→ **What is being asked**: The entries are to be returned exactly as written.

Collected data entries

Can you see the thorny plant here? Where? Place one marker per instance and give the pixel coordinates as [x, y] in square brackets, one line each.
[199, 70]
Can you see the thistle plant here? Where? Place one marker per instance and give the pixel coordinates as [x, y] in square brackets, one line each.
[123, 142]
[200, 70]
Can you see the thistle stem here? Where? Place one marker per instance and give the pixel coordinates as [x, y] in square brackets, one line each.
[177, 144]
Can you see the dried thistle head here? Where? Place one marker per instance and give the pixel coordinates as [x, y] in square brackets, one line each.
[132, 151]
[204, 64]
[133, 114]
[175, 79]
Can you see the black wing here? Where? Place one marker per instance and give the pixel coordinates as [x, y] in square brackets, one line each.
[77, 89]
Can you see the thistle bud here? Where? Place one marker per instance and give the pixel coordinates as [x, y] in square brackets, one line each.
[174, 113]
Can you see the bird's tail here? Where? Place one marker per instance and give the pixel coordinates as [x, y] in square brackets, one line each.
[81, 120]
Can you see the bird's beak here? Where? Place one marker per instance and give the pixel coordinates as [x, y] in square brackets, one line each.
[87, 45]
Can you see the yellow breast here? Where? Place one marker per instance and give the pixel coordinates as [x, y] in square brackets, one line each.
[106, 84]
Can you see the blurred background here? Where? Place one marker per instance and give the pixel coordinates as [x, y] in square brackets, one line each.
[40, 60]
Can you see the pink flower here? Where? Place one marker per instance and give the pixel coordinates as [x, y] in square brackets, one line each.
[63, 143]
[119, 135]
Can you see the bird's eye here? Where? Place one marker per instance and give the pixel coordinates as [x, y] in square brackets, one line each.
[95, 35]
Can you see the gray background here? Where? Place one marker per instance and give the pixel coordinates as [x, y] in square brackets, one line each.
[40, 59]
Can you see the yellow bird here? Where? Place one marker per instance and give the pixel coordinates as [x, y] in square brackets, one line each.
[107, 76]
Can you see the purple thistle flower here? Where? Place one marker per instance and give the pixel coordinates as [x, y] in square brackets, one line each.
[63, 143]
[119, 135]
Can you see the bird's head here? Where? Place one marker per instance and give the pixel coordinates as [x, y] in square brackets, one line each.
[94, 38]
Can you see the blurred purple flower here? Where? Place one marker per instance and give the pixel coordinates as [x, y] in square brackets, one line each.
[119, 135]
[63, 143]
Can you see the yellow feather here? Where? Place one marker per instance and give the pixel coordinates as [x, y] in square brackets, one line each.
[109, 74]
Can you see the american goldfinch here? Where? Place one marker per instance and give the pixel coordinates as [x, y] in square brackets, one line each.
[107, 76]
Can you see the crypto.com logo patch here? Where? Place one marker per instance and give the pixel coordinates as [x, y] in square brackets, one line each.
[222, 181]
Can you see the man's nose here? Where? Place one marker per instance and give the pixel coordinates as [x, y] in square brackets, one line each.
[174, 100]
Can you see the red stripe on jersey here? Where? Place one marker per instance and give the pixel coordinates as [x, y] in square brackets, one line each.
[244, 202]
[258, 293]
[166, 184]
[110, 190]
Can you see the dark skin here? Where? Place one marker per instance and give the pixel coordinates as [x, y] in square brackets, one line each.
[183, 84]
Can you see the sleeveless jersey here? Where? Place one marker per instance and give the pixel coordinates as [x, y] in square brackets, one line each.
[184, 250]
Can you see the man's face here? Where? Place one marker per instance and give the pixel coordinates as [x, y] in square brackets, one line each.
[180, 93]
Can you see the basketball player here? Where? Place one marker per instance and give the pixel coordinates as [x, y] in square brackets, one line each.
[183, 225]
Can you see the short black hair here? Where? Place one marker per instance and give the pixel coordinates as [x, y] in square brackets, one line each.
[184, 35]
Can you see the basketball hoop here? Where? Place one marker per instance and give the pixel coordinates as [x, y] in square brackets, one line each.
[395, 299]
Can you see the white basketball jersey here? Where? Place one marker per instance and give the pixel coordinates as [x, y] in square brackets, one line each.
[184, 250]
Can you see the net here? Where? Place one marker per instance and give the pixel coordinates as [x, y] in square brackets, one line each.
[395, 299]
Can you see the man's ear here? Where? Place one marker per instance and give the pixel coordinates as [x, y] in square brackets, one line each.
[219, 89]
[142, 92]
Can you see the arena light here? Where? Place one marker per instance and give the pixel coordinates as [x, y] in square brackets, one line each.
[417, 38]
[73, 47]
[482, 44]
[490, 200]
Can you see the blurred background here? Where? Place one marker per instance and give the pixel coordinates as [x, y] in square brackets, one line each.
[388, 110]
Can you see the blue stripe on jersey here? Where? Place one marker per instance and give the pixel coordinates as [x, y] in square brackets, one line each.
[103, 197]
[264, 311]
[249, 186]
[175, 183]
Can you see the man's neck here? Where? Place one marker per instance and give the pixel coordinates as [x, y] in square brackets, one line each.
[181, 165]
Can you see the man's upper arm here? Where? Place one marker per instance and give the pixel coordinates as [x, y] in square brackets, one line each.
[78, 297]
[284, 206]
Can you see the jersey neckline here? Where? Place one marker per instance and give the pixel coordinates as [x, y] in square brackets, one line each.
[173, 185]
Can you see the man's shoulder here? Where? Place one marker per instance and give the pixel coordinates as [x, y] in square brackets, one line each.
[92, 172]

→ **Response area**:
Can you see the thorny plant here? Where? Place one marker per instance and give the pixel coordinates as [x, y] in square brackets, one line each.
[199, 70]
Can you see the thistle plant here? Where? Place one marker per instance and give the pixel coordinates as [x, y] in square brackets, one line each.
[123, 142]
[200, 70]
Can you see the thistle stem here? Where? Place one marker per instance and give the pixel coordinates as [x, y] in square brackets, one line each.
[177, 144]
Can you see the dried thistle head here? Where? Place one marker per instance and give the pixel coordinates as [x, y] in square brackets, one line each.
[132, 151]
[204, 64]
[133, 114]
[175, 79]
Can you see the black wing here? Where? Place one marker per instance and give the pixel coordinates as [x, y] in square brackets, one line each.
[77, 89]
Can you see the thistle bud here? Where? Place one marker per instance and give the pixel coordinates as [x, y] in square brackets, one line each.
[174, 113]
Can you see the bird's tail here? Where? Place one marker per instance and give the pixel coordinates as [x, y] in square brackets, one line each.
[81, 120]
Can you see the bird's beak here? Where? Place one marker per instance and give the pixel coordinates as [x, y] in square brackets, one line each.
[87, 45]
Can you see the yellow breast here? Where? Place one marker per instance and give the pixel coordinates as [x, y] in square brackets, one line each.
[106, 84]
Can you see the blurred background here? Where? Place one marker per instance and give the pixel coordinates as [x, y] in square brackets, one line each.
[40, 60]
Can you see the pink flower here? Where? Place one marker per instance and give the pixel coordinates as [x, y] in square brackets, one line each.
[63, 143]
[119, 135]
Can you see the bird's eye here? Where? Place one marker per instance and give the pixel coordinates as [x, y] in square brackets, one line each.
[95, 35]
Can you see the gray background here? Where? Place one marker per instance and give the pixel coordinates as [x, y] in square brackets, one line each.
[40, 59]
Can you see the yellow bird here? Where? Place one marker per instance and give the pixel coordinates as [x, y] in square brackets, one line each.
[107, 76]
Can you see the purple thistle flower here? Where? Place one marker per instance and give the pixel coordinates as [x, y] in square brackets, one line each.
[63, 143]
[119, 135]
Can you see the bird's head here? Where? Place one marker per instance and give the pixel coordinates as [x, y] in square brackets, one line each.
[94, 38]
Can you see the blurred purple flower here? Where? Place one marker per instance and give the pixel coordinates as [x, y] in square brackets, one line each.
[119, 135]
[63, 143]
Can you see the yellow feather here? Where? Place one marker per instance and give the pixel coordinates as [x, y] in square brackets, one line each.
[109, 74]
Can you see the american goldfinch here? Where? Place one marker per instance and give the pixel coordinates as [x, y] in square brackets, one line each.
[107, 76]
Can you see the crypto.com logo patch here? Where? Place one marker per instance and give the pixel coordinates as [x, y] in square brackets, one line each.
[222, 181]
Can you see the man's nose here? Where? Place one marker per instance and give the pixel coordinates as [x, y] in square brackets, one line each.
[174, 100]
Can you see the red stripe on jersey here? Where? Place one marker per instance and give the pixel coordinates as [x, y] in square brackets, one line each.
[244, 202]
[258, 293]
[166, 184]
[110, 190]
Can you see the dark skin here? Where? Place one marker per instance and give the pixel coordinates as [x, y] in square brackets, one line each.
[183, 84]
Can you see the sleeveless jersey here? Where? Place one marker per instance and give the pixel coordinates as [x, y] in square brackets, one line each.
[184, 250]
Can you see the man's face here? Where? Place one marker per instance and give the pixel coordinates as [x, y] in square brackets, one line each.
[180, 93]
Can you see the basketball player here? Where? Place one marker per instance and give the pixel coordinates as [x, y] in square brackets, one line each.
[183, 225]
Can you see the short black hair here? Where? Place one marker per instance and give the pixel coordinates as [x, y] in square brackets, one line each.
[184, 35]
Can you see the basketball hoop here? Where? Place one marker per instance and give the pixel coordinates as [x, y] in square brackets, one line each.
[395, 299]
Can you see the white basketball jersey here? Where? Place one marker per instance and give the pixel coordinates as [x, y] in square brackets, one line each.
[184, 250]
Can you see the net here? Where? Place one marker per instance and give the pixel coordinates as [x, y] in square brackets, one line each.
[395, 299]
Can you see the man's ear here? Where? Place one marker per instance and give the pixel coordinates as [x, y] in square brackets, one line each.
[219, 89]
[142, 92]
Can you see the arena light here? Where? Place one marker per instance and give the pixel coordinates as [x, y] in square brackets, one line each.
[417, 38]
[73, 47]
[482, 44]
[490, 200]
Can you see the blurred background here? Where? Place one marker per instance and give the pixel coordinates as [x, y] in square brackets, one line each.
[388, 110]
Can you see the blue stripe on jersey here? Where? Place one marker per instance and give the pixel coordinates as [x, y] in square brackets, one line each.
[103, 197]
[264, 311]
[249, 186]
[175, 183]
Can you see the man's neck here? Where? Place one marker per instance and give the pixel coordinates as [x, y] in square brackets, one line each.
[181, 165]
Can you see the man's upper arm here? Where? Place one marker per instance and give the pixel coordinates as [x, y] in square brackets, one line each.
[78, 297]
[284, 206]
Can you see the jersey neckline here? Where? Place one marker per instance and give the pixel coordinates as [x, y] in square brackets, one line each.
[173, 185]
Can you see the man's shoulder here? Where? Place one marker per instance and give the pixel coordinates as [x, y] in square brackets, one line each.
[92, 172]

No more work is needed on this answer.